Data entries
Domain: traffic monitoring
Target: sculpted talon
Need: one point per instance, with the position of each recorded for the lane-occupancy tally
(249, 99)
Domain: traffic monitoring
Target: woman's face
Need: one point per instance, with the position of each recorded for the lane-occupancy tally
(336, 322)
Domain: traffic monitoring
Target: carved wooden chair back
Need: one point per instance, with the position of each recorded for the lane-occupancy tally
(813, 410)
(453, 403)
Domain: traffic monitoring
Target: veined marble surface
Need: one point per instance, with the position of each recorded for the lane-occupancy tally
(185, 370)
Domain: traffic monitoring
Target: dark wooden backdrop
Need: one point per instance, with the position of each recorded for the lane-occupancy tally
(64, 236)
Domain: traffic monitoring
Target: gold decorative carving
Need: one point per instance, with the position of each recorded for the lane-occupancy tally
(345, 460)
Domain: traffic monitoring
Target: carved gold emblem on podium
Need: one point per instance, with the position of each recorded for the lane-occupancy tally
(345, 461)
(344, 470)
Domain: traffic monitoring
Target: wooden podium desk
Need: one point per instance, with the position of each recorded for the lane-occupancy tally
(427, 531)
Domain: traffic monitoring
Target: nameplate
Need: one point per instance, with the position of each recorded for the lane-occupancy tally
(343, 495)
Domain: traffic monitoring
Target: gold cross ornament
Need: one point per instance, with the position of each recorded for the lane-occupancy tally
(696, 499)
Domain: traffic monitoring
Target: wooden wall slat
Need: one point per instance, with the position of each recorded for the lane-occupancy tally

**EXERCISE REQUIREMENTS**
Render every line of the records above as a numbered list, omitting blank lines.

**EXERCISE RESULT**
1. Domain: traffic monitoring
2. Target: sculpted talon
3. Need: one point per instance, with the position of each recorded for the lane-occupancy tally
4. (249, 99)
5. Domain: traffic monitoring
6. Target: woman's face
7. Need: one point per instance, with the position of each recorded for the lane-occupancy tally
8. (336, 322)
9. Domain: traffic monitoring
10. Target: carved wooden chair back
11. Need: one point per instance, with the position of each recorded for the lane-occupancy tally
12. (813, 410)
13. (453, 403)
14. Domain: traffic monitoring
15. Target: veined marble surface
16. Need: one point per instance, with the position of each recorded for the lane-occupancy tally
17. (185, 370)
18. Domain: traffic monitoring
19. Target: dark wooden backdrop
20. Need: one point per instance, with the position of each recorded for the lane-occupancy tally
21. (64, 236)
22. Domain: traffic monitoring
23. Target: gold decorative carving
24. Need: one point per instance, with the position of each recorded for the lane-occupancy tally
25. (345, 460)
26. Domain: traffic monitoring
27. Target: carved gold emblem on podium
28. Need: one point per instance, with the position of each recorded for the lane-occupancy tally
29. (345, 461)
30. (344, 470)
31. Domain: traffic monitoring
32. Target: wooden podium desk
33. Need: one point per instance, with the position of each recorded for the lane-occupancy tally
34. (427, 531)
35. Domain: traffic monitoring
36. Target: nameplate
37. Need: one point per instance, with the position of each recorded for the lane-occupancy tally
38. (343, 495)
39. Domain: traffic monitoring
40. Target: gold cross ornament
41. Need: one point per instance, with the position of each recorded for the lane-occupancy tally
42. (696, 499)
43. Domain: traffic monitoring
44. Target: wooden wall slat
45. Need: one point per instance, with the position of each recorded for the lane-occupancy tally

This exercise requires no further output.